PROVIDED RECORDS:
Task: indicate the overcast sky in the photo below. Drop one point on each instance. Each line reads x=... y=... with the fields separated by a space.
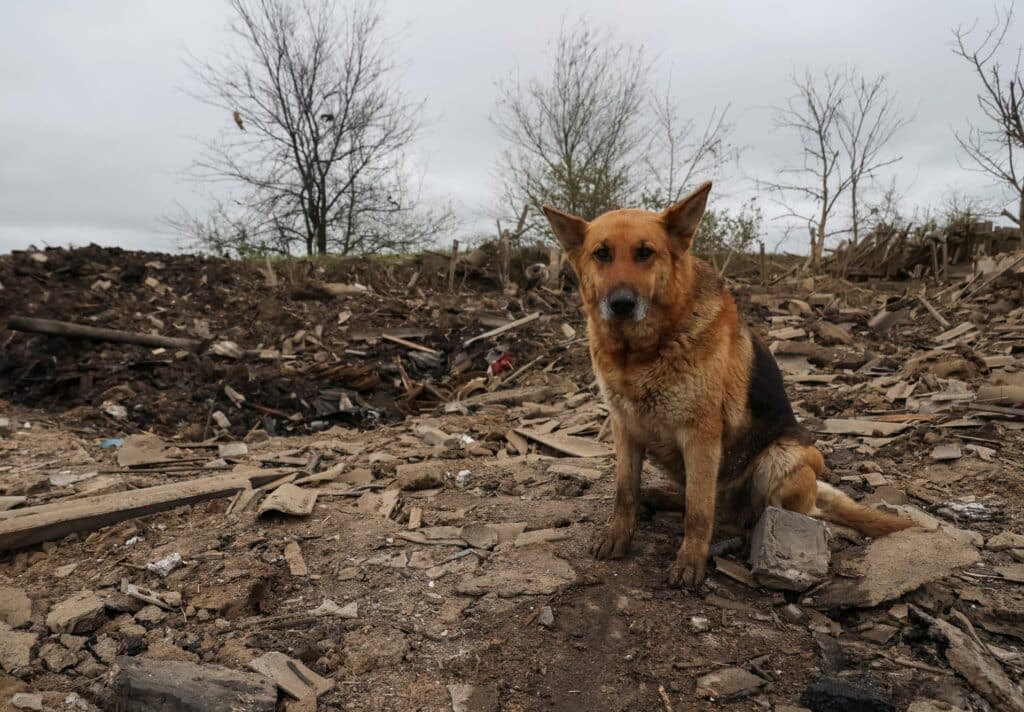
x=96 y=126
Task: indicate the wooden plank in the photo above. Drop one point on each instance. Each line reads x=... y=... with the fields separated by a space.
x=570 y=445
x=501 y=330
x=48 y=521
x=410 y=344
x=82 y=331
x=857 y=426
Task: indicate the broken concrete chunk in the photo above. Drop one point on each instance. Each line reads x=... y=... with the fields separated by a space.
x=479 y=536
x=471 y=698
x=15 y=648
x=296 y=563
x=1006 y=540
x=729 y=683
x=81 y=613
x=508 y=531
x=15 y=608
x=433 y=435
x=229 y=451
x=547 y=617
x=329 y=608
x=291 y=675
x=166 y=566
x=946 y=452
x=290 y=499
x=144 y=449
x=972 y=662
x=56 y=658
x=141 y=684
x=540 y=536
x=371 y=651
x=788 y=550
x=27 y=701
x=833 y=333
x=526 y=571
x=420 y=475
x=894 y=564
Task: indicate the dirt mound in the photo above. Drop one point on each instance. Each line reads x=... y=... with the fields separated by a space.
x=313 y=339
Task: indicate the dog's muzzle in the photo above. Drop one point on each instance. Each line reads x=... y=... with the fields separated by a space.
x=623 y=303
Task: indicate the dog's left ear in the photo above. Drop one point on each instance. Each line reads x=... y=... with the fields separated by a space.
x=568 y=228
x=683 y=218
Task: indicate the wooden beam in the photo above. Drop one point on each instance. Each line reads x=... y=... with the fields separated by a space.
x=502 y=329
x=81 y=331
x=47 y=521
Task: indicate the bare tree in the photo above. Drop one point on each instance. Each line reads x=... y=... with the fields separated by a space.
x=321 y=124
x=679 y=151
x=845 y=123
x=995 y=147
x=574 y=136
x=867 y=121
x=810 y=190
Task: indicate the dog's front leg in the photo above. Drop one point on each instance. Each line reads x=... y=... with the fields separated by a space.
x=701 y=453
x=614 y=542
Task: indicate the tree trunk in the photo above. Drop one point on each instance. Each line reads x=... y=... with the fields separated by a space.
x=854 y=214
x=322 y=239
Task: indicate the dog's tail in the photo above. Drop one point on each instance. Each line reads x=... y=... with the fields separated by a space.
x=836 y=506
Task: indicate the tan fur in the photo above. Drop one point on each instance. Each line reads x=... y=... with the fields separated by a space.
x=677 y=383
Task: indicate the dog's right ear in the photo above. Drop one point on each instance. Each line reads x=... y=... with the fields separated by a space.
x=568 y=228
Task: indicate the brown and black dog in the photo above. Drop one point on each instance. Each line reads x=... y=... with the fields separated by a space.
x=690 y=386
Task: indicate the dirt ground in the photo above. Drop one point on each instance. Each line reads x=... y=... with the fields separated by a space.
x=444 y=563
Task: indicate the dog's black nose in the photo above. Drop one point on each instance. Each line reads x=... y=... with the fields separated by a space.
x=623 y=303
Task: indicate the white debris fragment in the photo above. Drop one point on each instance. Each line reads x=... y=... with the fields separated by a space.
x=166 y=564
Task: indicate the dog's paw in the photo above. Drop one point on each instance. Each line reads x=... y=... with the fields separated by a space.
x=686 y=574
x=613 y=543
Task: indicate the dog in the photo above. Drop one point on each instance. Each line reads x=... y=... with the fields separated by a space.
x=689 y=386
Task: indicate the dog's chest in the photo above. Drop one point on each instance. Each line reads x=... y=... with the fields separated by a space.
x=650 y=399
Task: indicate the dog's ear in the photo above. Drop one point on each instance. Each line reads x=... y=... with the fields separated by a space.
x=683 y=218
x=568 y=228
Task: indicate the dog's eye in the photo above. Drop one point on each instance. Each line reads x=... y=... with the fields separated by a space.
x=644 y=253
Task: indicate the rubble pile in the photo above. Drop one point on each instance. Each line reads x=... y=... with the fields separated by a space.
x=436 y=557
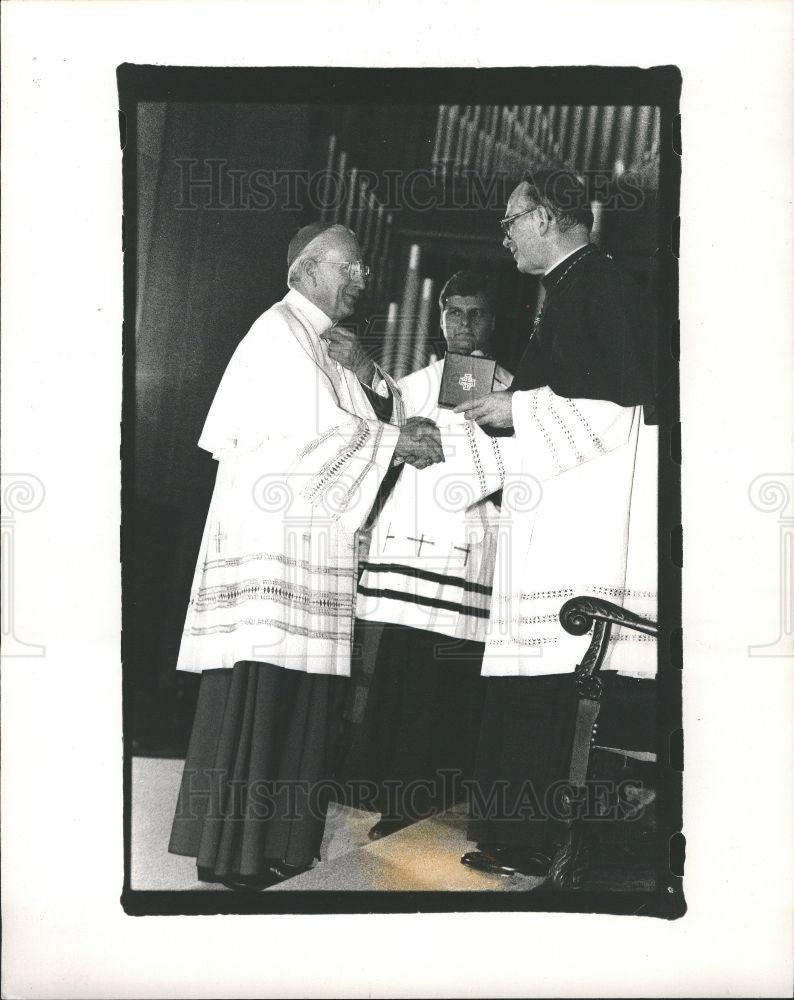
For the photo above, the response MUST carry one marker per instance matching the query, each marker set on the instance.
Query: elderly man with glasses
(578, 517)
(301, 454)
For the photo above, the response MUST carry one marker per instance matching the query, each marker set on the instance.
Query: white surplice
(578, 518)
(433, 548)
(300, 457)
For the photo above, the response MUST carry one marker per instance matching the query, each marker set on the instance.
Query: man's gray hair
(318, 246)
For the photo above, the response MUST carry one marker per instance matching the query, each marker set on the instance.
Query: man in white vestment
(423, 602)
(578, 517)
(301, 454)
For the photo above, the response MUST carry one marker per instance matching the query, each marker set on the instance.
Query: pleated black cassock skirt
(256, 782)
(413, 720)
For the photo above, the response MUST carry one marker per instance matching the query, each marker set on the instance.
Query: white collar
(318, 320)
(565, 256)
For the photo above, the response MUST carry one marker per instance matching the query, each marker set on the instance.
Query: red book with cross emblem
(464, 379)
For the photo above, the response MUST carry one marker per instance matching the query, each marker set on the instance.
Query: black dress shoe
(385, 827)
(506, 861)
(249, 883)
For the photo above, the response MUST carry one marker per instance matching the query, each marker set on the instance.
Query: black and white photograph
(396, 379)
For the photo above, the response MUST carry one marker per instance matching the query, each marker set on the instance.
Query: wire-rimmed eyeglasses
(356, 271)
(506, 225)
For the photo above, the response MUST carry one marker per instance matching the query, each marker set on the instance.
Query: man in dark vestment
(578, 406)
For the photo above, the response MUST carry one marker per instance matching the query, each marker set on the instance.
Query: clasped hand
(493, 411)
(419, 443)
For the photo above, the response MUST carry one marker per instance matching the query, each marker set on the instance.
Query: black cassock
(595, 338)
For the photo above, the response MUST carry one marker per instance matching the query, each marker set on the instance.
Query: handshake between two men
(420, 445)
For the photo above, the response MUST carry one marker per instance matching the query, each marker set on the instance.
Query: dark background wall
(203, 276)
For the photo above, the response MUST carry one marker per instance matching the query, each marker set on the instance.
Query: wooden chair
(578, 616)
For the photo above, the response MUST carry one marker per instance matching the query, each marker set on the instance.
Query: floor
(424, 856)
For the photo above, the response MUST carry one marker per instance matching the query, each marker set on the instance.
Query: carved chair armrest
(578, 616)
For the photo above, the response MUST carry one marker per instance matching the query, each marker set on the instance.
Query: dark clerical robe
(582, 393)
(301, 455)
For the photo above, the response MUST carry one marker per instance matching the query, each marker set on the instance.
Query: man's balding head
(318, 258)
(551, 213)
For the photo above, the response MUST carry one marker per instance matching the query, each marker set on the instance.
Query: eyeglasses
(507, 224)
(356, 271)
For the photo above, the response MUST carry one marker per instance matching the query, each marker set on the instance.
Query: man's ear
(309, 268)
(545, 219)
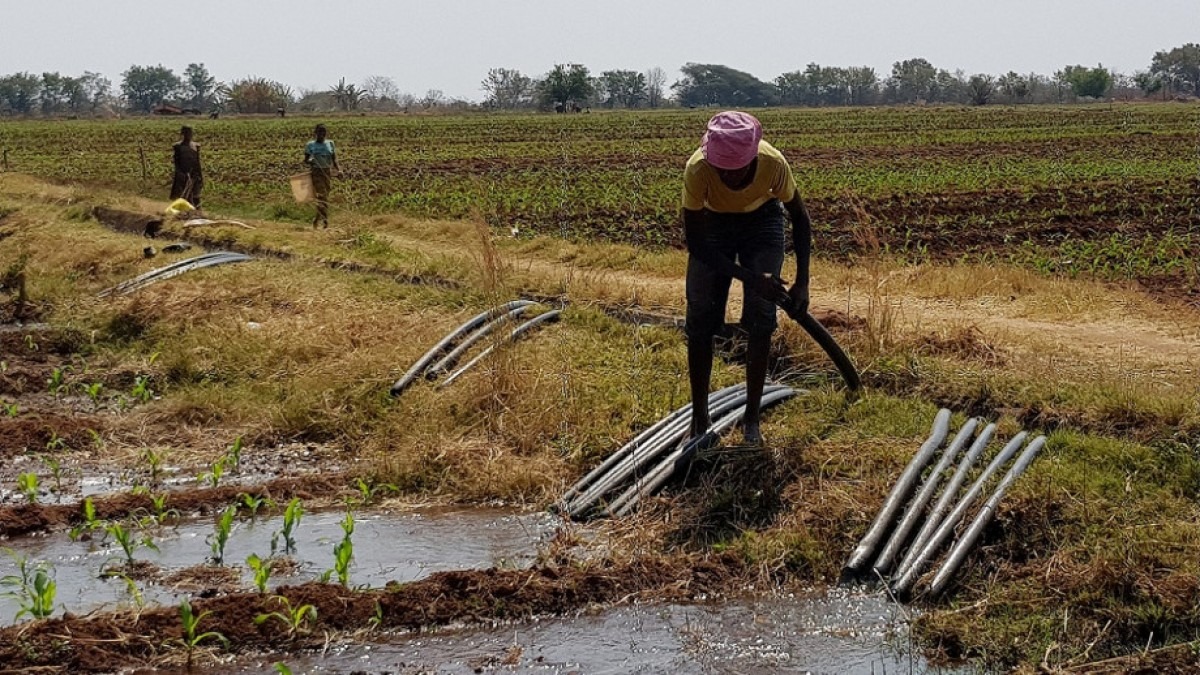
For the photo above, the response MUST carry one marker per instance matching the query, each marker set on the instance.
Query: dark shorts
(755, 240)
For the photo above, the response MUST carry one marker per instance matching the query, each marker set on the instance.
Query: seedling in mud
(297, 620)
(253, 503)
(343, 553)
(233, 454)
(292, 515)
(93, 392)
(191, 625)
(34, 587)
(58, 378)
(262, 569)
(367, 491)
(55, 442)
(155, 459)
(142, 390)
(90, 521)
(129, 542)
(28, 485)
(220, 537)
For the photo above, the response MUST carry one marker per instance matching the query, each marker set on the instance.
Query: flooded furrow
(388, 547)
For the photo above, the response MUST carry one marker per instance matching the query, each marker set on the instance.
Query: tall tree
(712, 84)
(565, 82)
(1180, 67)
(623, 89)
(655, 87)
(145, 87)
(258, 95)
(198, 87)
(912, 81)
(19, 91)
(508, 89)
(1083, 81)
(981, 88)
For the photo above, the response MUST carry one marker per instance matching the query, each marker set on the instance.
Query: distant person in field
(322, 160)
(736, 189)
(189, 178)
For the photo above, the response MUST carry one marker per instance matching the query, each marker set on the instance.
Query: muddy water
(399, 547)
(834, 631)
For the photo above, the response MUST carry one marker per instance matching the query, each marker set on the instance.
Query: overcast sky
(450, 45)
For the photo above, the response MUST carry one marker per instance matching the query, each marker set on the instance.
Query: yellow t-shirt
(702, 187)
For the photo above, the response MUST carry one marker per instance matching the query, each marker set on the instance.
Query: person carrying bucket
(736, 189)
(322, 160)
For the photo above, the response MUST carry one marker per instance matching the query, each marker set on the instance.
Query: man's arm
(802, 239)
(695, 231)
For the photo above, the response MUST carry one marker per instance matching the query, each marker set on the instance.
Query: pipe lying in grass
(449, 360)
(862, 555)
(174, 269)
(657, 443)
(681, 458)
(625, 452)
(545, 317)
(947, 500)
(917, 507)
(454, 336)
(904, 586)
(959, 553)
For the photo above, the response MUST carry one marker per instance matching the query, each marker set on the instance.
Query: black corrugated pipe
(947, 500)
(552, 315)
(444, 344)
(451, 357)
(863, 554)
(917, 506)
(960, 550)
(904, 586)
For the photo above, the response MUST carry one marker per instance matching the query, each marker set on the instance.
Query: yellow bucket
(301, 187)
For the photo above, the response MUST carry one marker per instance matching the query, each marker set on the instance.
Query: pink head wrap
(732, 139)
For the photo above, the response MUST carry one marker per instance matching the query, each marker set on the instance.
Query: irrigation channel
(388, 547)
(838, 631)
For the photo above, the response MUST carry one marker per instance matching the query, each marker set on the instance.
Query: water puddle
(400, 547)
(837, 631)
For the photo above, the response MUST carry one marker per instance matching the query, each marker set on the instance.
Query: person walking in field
(322, 159)
(736, 190)
(189, 178)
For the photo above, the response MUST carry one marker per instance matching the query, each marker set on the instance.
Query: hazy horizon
(450, 47)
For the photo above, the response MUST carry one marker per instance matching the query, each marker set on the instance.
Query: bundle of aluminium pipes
(174, 269)
(443, 357)
(906, 507)
(643, 465)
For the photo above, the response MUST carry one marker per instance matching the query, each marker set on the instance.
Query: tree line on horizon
(1171, 73)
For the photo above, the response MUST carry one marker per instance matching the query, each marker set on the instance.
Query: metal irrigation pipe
(444, 344)
(154, 273)
(448, 362)
(959, 553)
(904, 586)
(862, 555)
(211, 261)
(592, 485)
(682, 457)
(947, 500)
(552, 315)
(917, 506)
(655, 446)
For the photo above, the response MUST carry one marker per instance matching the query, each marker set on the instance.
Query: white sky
(450, 45)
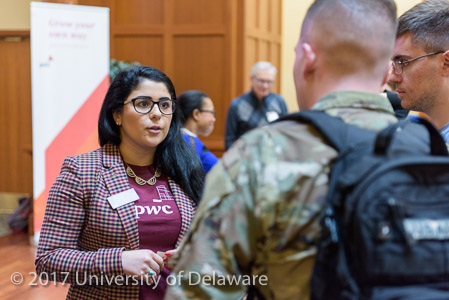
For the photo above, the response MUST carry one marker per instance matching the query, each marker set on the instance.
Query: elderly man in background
(420, 68)
(257, 107)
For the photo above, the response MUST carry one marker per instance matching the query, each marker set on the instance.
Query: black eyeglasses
(399, 65)
(261, 81)
(144, 105)
(208, 110)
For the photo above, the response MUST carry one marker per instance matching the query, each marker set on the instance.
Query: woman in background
(198, 119)
(121, 210)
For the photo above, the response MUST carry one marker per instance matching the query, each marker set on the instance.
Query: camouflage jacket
(260, 208)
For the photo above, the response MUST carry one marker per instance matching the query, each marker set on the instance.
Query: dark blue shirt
(247, 112)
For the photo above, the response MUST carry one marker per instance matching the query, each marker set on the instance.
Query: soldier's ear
(196, 114)
(446, 63)
(309, 60)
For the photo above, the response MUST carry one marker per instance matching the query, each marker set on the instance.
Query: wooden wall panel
(262, 33)
(15, 113)
(251, 14)
(138, 12)
(147, 50)
(200, 12)
(264, 20)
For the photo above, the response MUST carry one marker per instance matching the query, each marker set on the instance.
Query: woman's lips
(155, 129)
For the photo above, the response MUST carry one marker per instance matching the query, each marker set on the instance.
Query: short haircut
(173, 156)
(263, 65)
(189, 101)
(428, 23)
(354, 36)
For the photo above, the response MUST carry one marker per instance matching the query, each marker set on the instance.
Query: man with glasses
(420, 64)
(257, 107)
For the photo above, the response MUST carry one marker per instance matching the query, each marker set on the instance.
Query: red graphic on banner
(80, 135)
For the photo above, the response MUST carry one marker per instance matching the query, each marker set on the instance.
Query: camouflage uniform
(261, 204)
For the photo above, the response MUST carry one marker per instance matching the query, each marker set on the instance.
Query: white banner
(70, 77)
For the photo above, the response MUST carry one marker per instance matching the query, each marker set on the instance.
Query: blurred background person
(257, 107)
(198, 118)
(111, 210)
(420, 68)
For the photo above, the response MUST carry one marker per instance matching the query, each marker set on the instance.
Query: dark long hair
(189, 101)
(173, 156)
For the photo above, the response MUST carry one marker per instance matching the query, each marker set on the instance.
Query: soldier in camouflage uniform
(260, 209)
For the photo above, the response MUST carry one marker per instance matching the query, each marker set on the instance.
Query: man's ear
(117, 118)
(196, 114)
(309, 60)
(446, 63)
(387, 75)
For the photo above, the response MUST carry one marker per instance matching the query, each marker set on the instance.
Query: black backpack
(385, 227)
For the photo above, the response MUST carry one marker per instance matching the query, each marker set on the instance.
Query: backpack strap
(343, 137)
(385, 137)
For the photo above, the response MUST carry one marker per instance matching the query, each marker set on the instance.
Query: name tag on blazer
(123, 198)
(272, 116)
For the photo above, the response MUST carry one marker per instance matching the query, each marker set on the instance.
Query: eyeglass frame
(208, 110)
(261, 81)
(402, 64)
(173, 102)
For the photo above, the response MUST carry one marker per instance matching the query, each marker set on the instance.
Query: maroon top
(159, 222)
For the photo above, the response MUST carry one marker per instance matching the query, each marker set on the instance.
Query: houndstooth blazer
(82, 237)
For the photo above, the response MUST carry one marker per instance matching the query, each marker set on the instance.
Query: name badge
(123, 198)
(272, 116)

WHAT IS BEING ASKED: Count the lines in the entries above that contain the word "woman", with case counting. Reply with the number only.

WRITTEN SOLUTION: 2